§ **Action item**: In the records below, find the line that contains "Target | fence post" and the line that contains "Pick out every instance of the horse's neck". Set down exactly those lines and every line between them, and nothing more.

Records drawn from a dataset
=== Section Start ===

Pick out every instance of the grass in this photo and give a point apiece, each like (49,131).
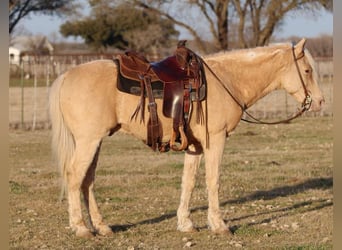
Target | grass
(275,192)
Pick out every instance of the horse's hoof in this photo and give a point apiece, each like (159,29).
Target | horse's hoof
(105,230)
(223,231)
(84,233)
(188,230)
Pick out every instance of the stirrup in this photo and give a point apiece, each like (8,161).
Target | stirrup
(183,138)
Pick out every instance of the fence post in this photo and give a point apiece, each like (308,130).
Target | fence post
(22,91)
(34,94)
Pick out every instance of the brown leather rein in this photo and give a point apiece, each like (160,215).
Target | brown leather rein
(306,104)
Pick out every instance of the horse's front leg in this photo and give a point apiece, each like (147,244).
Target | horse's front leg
(192,160)
(213,157)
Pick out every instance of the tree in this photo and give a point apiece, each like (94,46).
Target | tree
(263,16)
(18,9)
(256,17)
(120,26)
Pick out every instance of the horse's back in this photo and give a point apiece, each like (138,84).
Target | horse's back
(87,97)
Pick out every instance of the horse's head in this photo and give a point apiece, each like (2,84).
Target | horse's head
(300,79)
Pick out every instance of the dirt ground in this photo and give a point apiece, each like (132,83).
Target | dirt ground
(275,193)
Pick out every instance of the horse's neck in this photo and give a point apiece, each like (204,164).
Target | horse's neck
(251,76)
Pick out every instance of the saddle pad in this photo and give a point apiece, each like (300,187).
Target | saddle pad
(168,70)
(133,87)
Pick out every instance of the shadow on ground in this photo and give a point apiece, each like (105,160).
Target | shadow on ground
(317,183)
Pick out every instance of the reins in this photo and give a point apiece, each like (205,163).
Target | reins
(305,104)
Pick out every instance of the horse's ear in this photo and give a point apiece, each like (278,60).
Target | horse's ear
(299,48)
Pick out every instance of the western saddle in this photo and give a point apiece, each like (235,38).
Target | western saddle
(179,80)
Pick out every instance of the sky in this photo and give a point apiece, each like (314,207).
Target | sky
(295,24)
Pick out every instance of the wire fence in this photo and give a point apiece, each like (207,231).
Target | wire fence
(30,83)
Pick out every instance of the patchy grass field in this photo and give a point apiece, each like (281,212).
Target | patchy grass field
(276,192)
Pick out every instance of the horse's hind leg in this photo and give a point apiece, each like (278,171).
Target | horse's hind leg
(191,162)
(85,152)
(89,198)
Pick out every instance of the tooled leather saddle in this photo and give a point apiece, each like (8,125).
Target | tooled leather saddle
(179,80)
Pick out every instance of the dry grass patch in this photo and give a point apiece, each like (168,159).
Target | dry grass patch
(276,192)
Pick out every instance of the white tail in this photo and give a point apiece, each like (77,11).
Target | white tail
(63,144)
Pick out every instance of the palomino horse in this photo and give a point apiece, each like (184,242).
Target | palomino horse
(85,106)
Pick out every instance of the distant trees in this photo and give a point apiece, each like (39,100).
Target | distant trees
(18,9)
(252,22)
(121,26)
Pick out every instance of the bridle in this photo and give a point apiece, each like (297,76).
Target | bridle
(306,104)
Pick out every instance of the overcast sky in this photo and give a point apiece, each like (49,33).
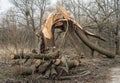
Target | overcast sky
(4,5)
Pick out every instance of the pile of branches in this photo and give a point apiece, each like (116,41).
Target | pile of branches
(49,65)
(53,64)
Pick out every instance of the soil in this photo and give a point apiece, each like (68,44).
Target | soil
(91,70)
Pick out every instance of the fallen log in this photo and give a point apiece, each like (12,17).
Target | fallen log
(43,67)
(35,56)
(23,70)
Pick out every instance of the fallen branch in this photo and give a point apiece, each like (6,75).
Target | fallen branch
(35,56)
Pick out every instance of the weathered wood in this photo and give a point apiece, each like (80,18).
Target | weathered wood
(35,56)
(85,40)
(43,67)
(23,70)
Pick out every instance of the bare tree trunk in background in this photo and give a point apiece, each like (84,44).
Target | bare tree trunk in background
(116,4)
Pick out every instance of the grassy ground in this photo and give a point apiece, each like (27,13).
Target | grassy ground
(92,70)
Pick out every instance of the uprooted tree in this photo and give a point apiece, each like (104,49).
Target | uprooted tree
(50,62)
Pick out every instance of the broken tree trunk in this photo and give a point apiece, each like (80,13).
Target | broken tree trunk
(35,56)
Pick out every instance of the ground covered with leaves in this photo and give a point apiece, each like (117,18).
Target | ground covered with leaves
(91,70)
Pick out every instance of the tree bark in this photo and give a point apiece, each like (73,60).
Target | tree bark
(35,56)
(85,40)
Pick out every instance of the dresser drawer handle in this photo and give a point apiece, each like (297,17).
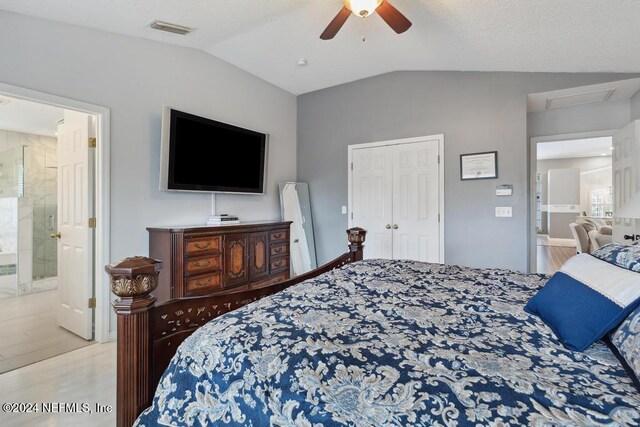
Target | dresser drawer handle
(199,283)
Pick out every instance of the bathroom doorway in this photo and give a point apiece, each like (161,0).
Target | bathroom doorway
(36,195)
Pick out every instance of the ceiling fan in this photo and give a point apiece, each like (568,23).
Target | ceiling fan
(363,8)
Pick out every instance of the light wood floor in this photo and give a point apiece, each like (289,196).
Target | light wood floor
(29,331)
(550,256)
(87,375)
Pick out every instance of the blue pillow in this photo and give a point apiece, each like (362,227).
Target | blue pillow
(627,341)
(585,300)
(625,256)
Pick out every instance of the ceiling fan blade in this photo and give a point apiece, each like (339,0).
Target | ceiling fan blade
(335,25)
(396,20)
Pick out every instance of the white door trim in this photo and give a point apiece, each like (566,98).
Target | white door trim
(102,196)
(533,159)
(440,138)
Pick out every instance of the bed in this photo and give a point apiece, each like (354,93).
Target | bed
(380,342)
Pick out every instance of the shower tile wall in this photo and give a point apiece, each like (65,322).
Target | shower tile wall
(40,185)
(39,205)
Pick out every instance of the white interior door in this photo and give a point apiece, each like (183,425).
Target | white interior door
(626,177)
(416,228)
(372,198)
(395,196)
(75,205)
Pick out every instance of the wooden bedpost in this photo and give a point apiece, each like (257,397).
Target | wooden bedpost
(356,236)
(132,280)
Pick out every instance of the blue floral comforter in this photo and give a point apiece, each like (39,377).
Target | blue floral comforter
(396,343)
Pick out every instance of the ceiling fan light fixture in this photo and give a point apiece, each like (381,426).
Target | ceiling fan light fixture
(362,8)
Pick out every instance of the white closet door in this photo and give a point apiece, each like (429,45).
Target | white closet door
(626,177)
(372,199)
(75,246)
(416,228)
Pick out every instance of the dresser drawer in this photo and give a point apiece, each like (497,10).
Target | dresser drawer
(202,244)
(279,249)
(204,284)
(279,235)
(279,263)
(202,264)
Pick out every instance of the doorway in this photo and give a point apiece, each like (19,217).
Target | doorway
(42,195)
(572,193)
(396,192)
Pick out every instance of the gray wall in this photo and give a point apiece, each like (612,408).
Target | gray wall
(475,111)
(584,118)
(635,106)
(135,78)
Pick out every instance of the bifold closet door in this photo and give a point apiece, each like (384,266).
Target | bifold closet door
(416,232)
(372,198)
(395,197)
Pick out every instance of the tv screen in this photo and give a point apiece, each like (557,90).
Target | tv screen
(200,154)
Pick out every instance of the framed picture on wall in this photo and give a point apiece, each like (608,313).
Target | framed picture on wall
(479,165)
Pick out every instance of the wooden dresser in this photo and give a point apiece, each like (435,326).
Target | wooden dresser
(218,259)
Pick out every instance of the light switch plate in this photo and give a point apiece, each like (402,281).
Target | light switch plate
(503,211)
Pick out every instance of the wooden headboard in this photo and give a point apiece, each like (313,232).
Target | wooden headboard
(149,334)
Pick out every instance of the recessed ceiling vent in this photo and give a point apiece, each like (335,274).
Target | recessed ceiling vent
(170,28)
(579,99)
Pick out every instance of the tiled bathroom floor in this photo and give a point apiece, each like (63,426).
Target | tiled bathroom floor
(29,331)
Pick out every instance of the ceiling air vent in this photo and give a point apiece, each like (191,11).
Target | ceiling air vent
(579,99)
(170,28)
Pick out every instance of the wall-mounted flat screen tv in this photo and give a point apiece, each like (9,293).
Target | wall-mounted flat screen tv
(200,154)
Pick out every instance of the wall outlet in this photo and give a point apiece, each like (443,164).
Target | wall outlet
(503,211)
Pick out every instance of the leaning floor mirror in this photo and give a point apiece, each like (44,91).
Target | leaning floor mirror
(296,206)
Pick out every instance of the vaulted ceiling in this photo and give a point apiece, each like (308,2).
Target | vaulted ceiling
(267,37)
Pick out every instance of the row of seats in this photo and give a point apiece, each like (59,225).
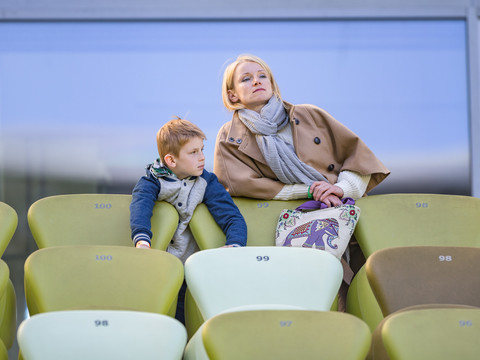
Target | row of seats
(283,294)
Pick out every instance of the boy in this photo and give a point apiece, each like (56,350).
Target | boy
(179,178)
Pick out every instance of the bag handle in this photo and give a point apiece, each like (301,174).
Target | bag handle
(315,205)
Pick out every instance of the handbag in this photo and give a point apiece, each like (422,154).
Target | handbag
(327,228)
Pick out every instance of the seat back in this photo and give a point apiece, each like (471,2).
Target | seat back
(439,333)
(101,334)
(286,334)
(102,277)
(8,307)
(8,225)
(228,279)
(95,219)
(261,217)
(393,220)
(407,276)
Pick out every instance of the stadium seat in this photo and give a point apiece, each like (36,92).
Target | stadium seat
(416,275)
(8,307)
(281,335)
(8,225)
(261,217)
(440,332)
(95,219)
(394,220)
(102,277)
(100,335)
(265,277)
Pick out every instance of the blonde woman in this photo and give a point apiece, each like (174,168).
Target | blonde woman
(272,149)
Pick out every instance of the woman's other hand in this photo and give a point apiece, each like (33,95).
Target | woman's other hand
(329,194)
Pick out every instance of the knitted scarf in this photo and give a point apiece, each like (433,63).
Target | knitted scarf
(279,155)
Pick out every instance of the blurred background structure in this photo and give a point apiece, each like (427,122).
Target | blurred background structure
(84,86)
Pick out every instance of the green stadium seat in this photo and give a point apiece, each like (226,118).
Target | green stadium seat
(95,219)
(102,277)
(8,307)
(261,217)
(281,335)
(440,332)
(100,335)
(266,277)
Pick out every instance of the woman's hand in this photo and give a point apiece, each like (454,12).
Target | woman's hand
(327,193)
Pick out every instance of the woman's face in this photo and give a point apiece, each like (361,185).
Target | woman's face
(251,86)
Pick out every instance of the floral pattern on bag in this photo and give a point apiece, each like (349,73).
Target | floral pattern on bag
(328,229)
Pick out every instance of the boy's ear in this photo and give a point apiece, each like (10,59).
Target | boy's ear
(169,160)
(232,97)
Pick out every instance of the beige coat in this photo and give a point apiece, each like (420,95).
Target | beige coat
(319,140)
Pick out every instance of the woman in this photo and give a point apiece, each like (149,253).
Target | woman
(272,149)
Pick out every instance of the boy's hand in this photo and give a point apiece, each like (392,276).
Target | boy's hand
(142,244)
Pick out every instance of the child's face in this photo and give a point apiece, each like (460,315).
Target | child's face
(191,160)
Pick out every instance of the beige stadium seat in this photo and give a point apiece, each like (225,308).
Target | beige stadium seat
(393,220)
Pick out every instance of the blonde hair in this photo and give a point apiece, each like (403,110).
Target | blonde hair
(174,134)
(228,79)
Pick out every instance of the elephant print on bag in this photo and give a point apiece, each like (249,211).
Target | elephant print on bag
(315,231)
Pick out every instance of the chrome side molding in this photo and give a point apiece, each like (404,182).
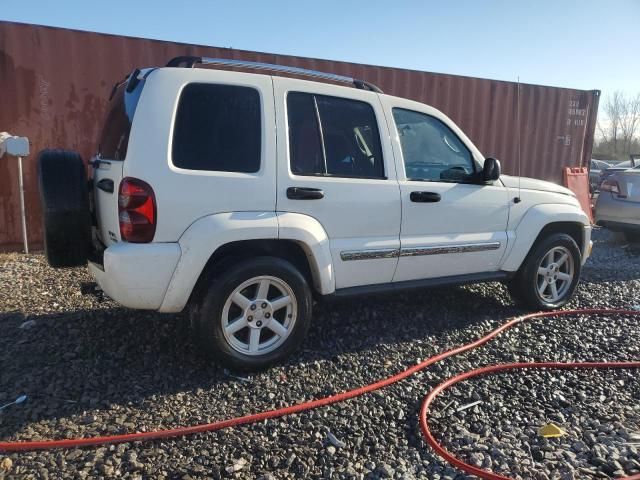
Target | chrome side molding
(442,249)
(374,254)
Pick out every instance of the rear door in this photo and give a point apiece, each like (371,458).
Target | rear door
(335,164)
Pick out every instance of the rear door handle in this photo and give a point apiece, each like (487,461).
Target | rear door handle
(304,193)
(106,185)
(425,197)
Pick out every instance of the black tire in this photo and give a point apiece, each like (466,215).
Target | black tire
(64,198)
(523,288)
(207,313)
(632,236)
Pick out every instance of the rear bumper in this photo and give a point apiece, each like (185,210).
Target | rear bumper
(137,275)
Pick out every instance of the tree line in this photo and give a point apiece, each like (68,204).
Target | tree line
(618,127)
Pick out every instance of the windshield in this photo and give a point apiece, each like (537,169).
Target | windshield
(114,139)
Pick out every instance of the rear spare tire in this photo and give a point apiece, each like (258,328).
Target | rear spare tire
(64,198)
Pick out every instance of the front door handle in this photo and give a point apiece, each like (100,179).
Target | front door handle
(304,193)
(425,197)
(106,185)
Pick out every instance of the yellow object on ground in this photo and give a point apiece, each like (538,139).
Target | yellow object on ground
(551,431)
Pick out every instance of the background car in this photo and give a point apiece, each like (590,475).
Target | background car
(618,205)
(595,168)
(618,167)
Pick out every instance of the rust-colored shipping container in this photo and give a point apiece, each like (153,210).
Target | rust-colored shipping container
(55,83)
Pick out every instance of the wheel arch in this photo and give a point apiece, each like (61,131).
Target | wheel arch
(539,222)
(218,240)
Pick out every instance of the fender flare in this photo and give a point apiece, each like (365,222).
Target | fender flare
(530,226)
(311,236)
(207,234)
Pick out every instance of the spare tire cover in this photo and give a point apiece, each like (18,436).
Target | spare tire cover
(64,198)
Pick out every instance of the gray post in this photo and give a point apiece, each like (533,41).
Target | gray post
(23,212)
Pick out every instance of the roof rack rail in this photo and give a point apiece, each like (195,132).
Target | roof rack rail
(191,61)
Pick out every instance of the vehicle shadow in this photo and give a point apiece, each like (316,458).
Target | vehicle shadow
(102,359)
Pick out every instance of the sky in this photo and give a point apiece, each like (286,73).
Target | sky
(582,44)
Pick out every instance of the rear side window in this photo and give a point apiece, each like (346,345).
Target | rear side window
(114,139)
(333,136)
(218,128)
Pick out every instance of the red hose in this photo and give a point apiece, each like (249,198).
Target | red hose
(301,407)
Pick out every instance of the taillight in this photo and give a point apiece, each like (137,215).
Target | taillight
(136,211)
(610,186)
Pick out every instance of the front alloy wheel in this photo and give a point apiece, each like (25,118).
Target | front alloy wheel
(555,274)
(549,275)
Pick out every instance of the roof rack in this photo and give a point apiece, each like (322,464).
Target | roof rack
(191,61)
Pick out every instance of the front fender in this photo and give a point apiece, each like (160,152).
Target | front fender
(533,221)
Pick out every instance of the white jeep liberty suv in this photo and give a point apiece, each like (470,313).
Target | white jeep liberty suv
(244,195)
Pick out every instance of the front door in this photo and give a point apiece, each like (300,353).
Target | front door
(451,223)
(333,166)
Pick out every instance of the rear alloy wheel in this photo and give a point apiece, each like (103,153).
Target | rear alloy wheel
(254,314)
(259,315)
(549,275)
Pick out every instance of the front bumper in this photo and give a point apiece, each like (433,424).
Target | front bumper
(137,275)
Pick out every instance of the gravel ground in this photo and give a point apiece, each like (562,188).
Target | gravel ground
(92,368)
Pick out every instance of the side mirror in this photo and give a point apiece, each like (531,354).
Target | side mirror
(491,170)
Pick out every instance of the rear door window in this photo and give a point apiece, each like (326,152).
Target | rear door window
(333,136)
(218,128)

=== Section End ===

§ **Response**:
Target | fence post
(22,91)
(34,94)
Pick out every instance of the brown leather rein in this photo and give a point apiece, each like (160,215).
Target | brown leather rein
(306,104)
Pick out every instance of the horse's front leg in this photo and give a point apiece, each like (147,244).
Target | horse's front leg
(192,160)
(213,157)
Pick out every instance of the tree in this photo and give a point apiece, each like (94,46).
Target | tree
(263,16)
(18,9)
(256,17)
(120,26)
Pick out every instance of the horse's back in this photo and give a point apiece, each like (138,84).
Target | horse's back
(87,97)
Pick out every instance of the horse's head in this photo and give a point apiece, each like (2,84).
Target | horse's head
(300,79)
Pick out every instance of the dirt ground in this photo and give a point apiece, each like (132,83).
Target | dirt ground
(275,193)
Pick out every instance of the horse's neck in this photo and give a point apiece, each like (204,164).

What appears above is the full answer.